Vous aimez parler de votre volonté de toujours « interroger les possibles ». Comment questionne-t-on un lieu, des idées ou un projet ?

Étant plusieurs, on ne perçoit pas toujours les mêmes choses, ce qui nous oblige à croiser les points de vue, à avoir une réflexion qui aille au-delà du sentiment individuel. On filtre les idées et hypothèses de chacun jusqu’à atteindre un essentiel qui rende le projet efficace, pragmatique. Tous les choix sont faits à l’unanimité, et à partir du moment où une décision convient à trois personnes, il y a plus de chance qu’elle soit rationnelle que si elle ne convient qu’à une seule. C’est là la force du collectif : parvenir à trouver une seule action qui réponde à l’ensemble des contraintes liées au site, au programme et à l’économie du projet.
Et cette méthode de travail est pour nous déjà une finalité. Cette manière de travailler collégialement définit tous nos projets : ce n’est pas tant le résultat formel qui nous intéresse, mais la manière dont nous y parvenons.

Dans ces projets où l’on court souvent après le temps, les décisions collectives ne sont- elles pas trop fastidieuses ? Serait-ce leur limite ?

Le fait que les décisions soient prises à l’unanimité prend beaucoup de temps, c’est sûr. Mais ce qui est perdu dans cette phase de conception initiale est gagné par la suite, dans le déroulement et la réalisation du chantier.
Avec l’expérience du collectif, et la culture commune que nous partageons, nous arrivons aussi à nous mettre d’accord de plus en plus vite. Et surtout, nous gagnons du temps par le seul fait d’être à la fois les concepteurs et les réalisateurs du projet. Ce qui n’est pas le cas dans une organisation hiérarchisée : lorsque l’on délègue à d’autres personnes, la transmission d’information n’est pas totale, tandis que chez BAST, le collectif conçoit, dessine et réalise lui-même. Il maîtrise toutes les phases.

Votre architecture est souvent qualifiée de « radicale », d’ « éthérée ». On vous associe volontiers à la Nouvelle École Brutaliste. Est-ce une esthétique que vous défendez et pourquoi ?

Nous partageons cette esthétique tout simplement parce qu’elle découle de notre contexte de travail et des projets sur lesquels nous aimons travailler : des projets peu bavards, qui s’en tiennent au minimum, qui sont principalement structurels. Mais cette esthétique à laquelle on nous associe n’a jamais été notre objectif premier, elle tient sûrement des premières commandes que l’on nous a confiées, toutes liées à une économie de projet fragile, qui nous poussaient à toujours proposer le maximum avec le minimum d’argent. En travaillant ainsi, on se retrouve souvent à dépouille tout ce qui n’a pas d’utilité structurelle, tout ce qui est second œuvre – doublage, peintures, faïences… On se retrouve alors avec une esthétique marquée par des éléments bruts. Une esthétique qui nous convient parce qu’elle parle d’elle-même. Elle parle de ce qui est nécessaire, et se passe de commentaires.

> [Consignes]:
A) Quels éléments de second œuvre l'extrait donne-t-il en exemple ?
B) Convertis en tableau Markdown les lignes de données, de celle qui contient « of the green » jusqu'à celle qui contient « M356 62L353 75L361 », toutes deux comprises. Utilise les colonnes « N° » et « Ligne », et omets les lignes vides.

(Lignes de données)
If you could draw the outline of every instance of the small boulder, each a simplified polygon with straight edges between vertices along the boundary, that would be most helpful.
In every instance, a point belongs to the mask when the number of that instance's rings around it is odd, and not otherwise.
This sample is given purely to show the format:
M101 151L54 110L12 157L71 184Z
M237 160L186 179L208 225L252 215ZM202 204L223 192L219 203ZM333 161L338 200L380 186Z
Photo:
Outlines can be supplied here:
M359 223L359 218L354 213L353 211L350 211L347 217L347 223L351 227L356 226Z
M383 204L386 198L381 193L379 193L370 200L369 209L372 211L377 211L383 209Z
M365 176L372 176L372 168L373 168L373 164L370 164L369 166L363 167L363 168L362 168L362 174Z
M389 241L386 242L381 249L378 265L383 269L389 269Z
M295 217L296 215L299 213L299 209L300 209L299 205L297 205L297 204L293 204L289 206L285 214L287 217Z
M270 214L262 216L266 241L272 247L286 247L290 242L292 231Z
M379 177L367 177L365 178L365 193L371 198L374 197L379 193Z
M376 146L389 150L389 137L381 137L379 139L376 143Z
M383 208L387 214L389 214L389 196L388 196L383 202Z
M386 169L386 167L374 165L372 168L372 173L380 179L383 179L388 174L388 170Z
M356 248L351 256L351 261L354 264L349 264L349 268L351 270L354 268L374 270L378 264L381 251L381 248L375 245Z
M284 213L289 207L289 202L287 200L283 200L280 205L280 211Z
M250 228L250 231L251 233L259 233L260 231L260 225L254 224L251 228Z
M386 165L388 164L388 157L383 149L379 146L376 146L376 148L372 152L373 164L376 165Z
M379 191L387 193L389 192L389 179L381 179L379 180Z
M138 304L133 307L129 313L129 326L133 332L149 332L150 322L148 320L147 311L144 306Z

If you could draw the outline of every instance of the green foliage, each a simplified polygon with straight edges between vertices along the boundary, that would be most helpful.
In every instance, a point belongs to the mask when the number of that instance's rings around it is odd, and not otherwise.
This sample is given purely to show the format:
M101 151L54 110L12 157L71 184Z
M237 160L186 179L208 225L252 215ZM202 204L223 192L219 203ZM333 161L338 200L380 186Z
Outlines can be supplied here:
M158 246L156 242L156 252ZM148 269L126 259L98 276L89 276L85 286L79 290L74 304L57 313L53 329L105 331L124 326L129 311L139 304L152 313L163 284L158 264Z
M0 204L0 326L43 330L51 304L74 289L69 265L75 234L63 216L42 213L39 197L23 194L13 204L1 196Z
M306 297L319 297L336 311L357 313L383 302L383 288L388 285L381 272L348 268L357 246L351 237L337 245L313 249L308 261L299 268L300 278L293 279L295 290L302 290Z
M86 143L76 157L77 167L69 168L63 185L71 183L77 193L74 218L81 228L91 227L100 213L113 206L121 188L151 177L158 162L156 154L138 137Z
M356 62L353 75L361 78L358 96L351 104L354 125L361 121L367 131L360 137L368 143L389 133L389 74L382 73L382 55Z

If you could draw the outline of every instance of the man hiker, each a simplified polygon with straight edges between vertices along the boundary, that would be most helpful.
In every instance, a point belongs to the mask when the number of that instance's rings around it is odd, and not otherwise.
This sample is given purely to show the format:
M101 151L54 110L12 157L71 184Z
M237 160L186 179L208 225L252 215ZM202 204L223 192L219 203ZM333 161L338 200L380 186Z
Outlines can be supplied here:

> [Corrigés]:
A) Le doublage, les peintures et les faïences.

B)
| N° | Ligne |
|---|---|
| 1 | If you could draw the outline of every instance of the green foliage, each a simplified polygon with straight edges between vertices along the boundary, that would be most helpful. |
| 2 | In every instance, a point belongs to the mask when the number of that instance's rings around it is odd, and not otherwise. |
| 3 | This sample is given purely to show the format: |
| 4 | M101 151L54 110L12 157L71 184Z |
| 5 | M237 160L186 179L208 225L252 215ZM202 204L223 192L219 203ZM333 161L338 200L380 186Z |
| 6 | Outlines can be supplied here: |
| 7 | M158 246L156 242L156 252ZM148 269L126 259L98 276L89 276L85 286L79 290L74 304L57 313L53 329L105 331L124 326L129 311L139 304L152 313L163 284L158 264Z |
| 8 | M0 204L0 326L43 330L51 304L74 289L69 265L75 234L63 216L42 213L39 197L23 194L13 204L1 196Z |
| 9 | M306 297L319 297L336 311L357 313L383 302L383 288L388 285L381 272L348 268L357 246L351 237L337 245L313 249L308 261L299 268L300 278L293 279L295 290L302 290Z |
| 10 | M86 143L76 157L77 167L69 168L63 185L71 183L77 193L74 218L81 228L91 227L100 213L113 206L121 188L151 177L158 162L156 154L138 137Z |
| 11 | M356 62L353 75L361 78L358 96L351 104L354 125L361 121L367 131L360 137L368 143L389 133L389 74L382 73L382 55Z |